EXERCISE PROMPT> In this exercise, every entry below is to be reproduced word for word.

++++++++++

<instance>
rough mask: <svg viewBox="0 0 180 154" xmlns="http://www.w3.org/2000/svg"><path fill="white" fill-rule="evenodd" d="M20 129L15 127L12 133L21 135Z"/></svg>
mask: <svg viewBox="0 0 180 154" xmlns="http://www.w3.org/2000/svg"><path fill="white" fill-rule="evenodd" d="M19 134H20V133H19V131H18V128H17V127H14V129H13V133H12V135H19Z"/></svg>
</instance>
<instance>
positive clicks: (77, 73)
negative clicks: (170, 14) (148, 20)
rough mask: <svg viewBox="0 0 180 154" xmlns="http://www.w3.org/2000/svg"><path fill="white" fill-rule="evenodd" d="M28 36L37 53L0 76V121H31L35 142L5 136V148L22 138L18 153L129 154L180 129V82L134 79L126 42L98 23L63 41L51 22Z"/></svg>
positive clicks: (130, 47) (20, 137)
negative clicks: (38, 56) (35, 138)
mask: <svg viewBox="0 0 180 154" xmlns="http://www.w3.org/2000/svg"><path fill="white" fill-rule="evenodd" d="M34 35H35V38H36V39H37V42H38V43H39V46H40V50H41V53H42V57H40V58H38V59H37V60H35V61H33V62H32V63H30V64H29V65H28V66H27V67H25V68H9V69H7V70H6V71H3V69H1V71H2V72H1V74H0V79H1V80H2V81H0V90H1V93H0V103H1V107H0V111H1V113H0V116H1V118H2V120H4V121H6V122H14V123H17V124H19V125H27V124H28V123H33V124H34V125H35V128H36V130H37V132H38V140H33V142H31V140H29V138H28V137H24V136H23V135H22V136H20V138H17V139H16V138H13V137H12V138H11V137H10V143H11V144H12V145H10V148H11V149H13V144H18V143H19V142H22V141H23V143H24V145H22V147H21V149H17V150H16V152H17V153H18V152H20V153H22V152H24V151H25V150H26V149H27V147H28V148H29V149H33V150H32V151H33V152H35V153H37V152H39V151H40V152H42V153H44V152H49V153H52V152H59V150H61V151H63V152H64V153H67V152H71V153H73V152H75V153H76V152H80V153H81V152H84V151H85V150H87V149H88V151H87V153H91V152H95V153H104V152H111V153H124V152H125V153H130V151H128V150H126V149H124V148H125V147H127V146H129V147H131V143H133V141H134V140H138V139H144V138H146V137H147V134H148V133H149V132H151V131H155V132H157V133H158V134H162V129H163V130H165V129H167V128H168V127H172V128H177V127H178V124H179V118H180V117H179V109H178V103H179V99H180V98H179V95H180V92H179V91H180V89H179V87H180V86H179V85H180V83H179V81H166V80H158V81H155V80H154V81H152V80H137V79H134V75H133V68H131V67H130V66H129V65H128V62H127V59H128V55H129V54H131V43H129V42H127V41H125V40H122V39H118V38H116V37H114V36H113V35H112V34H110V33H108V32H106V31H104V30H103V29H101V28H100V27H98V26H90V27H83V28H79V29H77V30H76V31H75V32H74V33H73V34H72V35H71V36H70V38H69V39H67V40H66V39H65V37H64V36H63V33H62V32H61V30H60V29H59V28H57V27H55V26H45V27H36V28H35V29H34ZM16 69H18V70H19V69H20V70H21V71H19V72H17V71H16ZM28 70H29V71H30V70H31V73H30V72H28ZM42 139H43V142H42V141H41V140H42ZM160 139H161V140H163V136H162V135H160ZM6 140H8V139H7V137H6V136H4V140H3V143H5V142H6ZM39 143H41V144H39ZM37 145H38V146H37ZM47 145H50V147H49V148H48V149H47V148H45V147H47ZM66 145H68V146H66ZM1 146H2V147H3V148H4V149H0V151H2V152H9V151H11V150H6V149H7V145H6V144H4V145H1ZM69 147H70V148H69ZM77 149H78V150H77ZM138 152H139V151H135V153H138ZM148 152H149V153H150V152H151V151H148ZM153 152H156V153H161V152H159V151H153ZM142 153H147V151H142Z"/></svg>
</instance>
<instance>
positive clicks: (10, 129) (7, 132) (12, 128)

++++++++++

WRITTEN ANSWER>
<instance>
rough mask: <svg viewBox="0 0 180 154" xmlns="http://www.w3.org/2000/svg"><path fill="white" fill-rule="evenodd" d="M20 129L15 127L12 133L21 135Z"/></svg>
mask: <svg viewBox="0 0 180 154" xmlns="http://www.w3.org/2000/svg"><path fill="white" fill-rule="evenodd" d="M19 134H20V133H19V131H18V128H17V127H14V129H13V133H12V135H19Z"/></svg>
</instance>
<instance>
positive clicks: (77, 73)
negative clicks: (170, 14) (148, 20)
rough mask: <svg viewBox="0 0 180 154" xmlns="http://www.w3.org/2000/svg"><path fill="white" fill-rule="evenodd" d="M28 36L37 53L0 76V121H31L35 142L5 136V148L22 138L18 153L129 154L180 129V82L134 79L126 42L98 23L63 41L51 22Z"/></svg>
positive clicks: (130, 47) (20, 137)
negative clicks: (38, 56) (35, 138)
mask: <svg viewBox="0 0 180 154" xmlns="http://www.w3.org/2000/svg"><path fill="white" fill-rule="evenodd" d="M34 35H35V38H36V39H37V42H38V43H39V46H40V50H41V53H42V57H40V58H38V59H37V60H35V61H33V62H32V63H30V64H29V65H28V66H27V67H25V68H9V69H7V70H6V71H3V69H1V71H2V72H1V74H0V79H1V80H2V81H0V90H1V93H0V103H1V107H0V111H1V113H0V116H1V118H2V120H4V121H6V122H14V123H17V124H19V125H27V124H28V123H33V124H34V125H35V128H36V130H37V132H38V140H33V142H31V140H29V138H28V137H24V136H23V135H22V136H20V138H17V139H16V138H13V137H12V138H11V137H10V143H11V144H12V145H10V148H11V149H13V144H18V143H19V142H22V141H23V143H24V145H22V147H21V149H17V150H16V152H17V153H18V152H20V153H22V152H24V151H25V150H26V149H27V147H28V148H29V149H33V150H32V151H33V152H35V153H37V152H39V151H40V152H42V153H44V152H49V153H52V152H59V150H61V151H63V152H64V153H67V152H71V153H73V152H75V153H76V152H80V153H81V152H84V151H85V150H87V149H88V151H87V153H91V152H95V153H104V152H111V153H124V152H125V153H130V151H128V150H126V149H124V148H125V147H127V146H129V147H131V143H133V141H134V140H138V139H144V138H146V137H147V134H148V133H149V132H151V131H155V132H157V133H158V134H162V129H163V130H165V129H167V128H168V127H172V128H177V127H178V124H179V118H180V117H179V109H178V103H179V99H180V98H179V95H180V92H179V91H180V89H179V87H180V86H179V85H180V83H179V81H166V80H158V81H155V80H154V81H152V80H137V79H134V75H133V68H131V67H130V66H129V65H128V62H127V59H128V55H129V54H131V43H129V42H127V41H125V40H122V39H118V38H116V37H114V36H113V35H112V34H110V33H108V32H106V31H104V30H103V29H101V28H100V27H98V26H90V27H83V28H79V29H77V30H76V31H75V32H74V33H73V34H72V35H71V36H70V38H69V39H67V40H66V39H65V37H64V36H63V33H62V32H61V30H60V29H59V28H57V27H55V26H45V27H36V28H35V29H34ZM16 69H18V70H19V69H20V70H21V71H19V72H17V71H16ZM28 70H29V71H30V70H31V73H30V72H28ZM42 139H43V142H42V141H41V140H42ZM160 139H161V140H163V136H162V135H160ZM6 140H8V139H7V137H6V136H4V140H3V143H5V142H6ZM39 143H41V144H39ZM37 145H38V146H37ZM47 145H50V147H49V148H48V149H47V148H45V147H47ZM66 145H68V146H66ZM1 146H2V147H3V148H4V149H0V151H2V152H9V151H11V150H6V149H7V145H6V144H4V145H1ZM69 147H70V148H69ZM77 149H78V150H77ZM138 152H139V151H135V153H138ZM148 152H149V153H150V152H151V151H148ZM153 152H156V153H161V152H159V151H153ZM142 153H147V151H142Z"/></svg>
</instance>
<instance>
positive clicks: (10, 129) (7, 132) (12, 128)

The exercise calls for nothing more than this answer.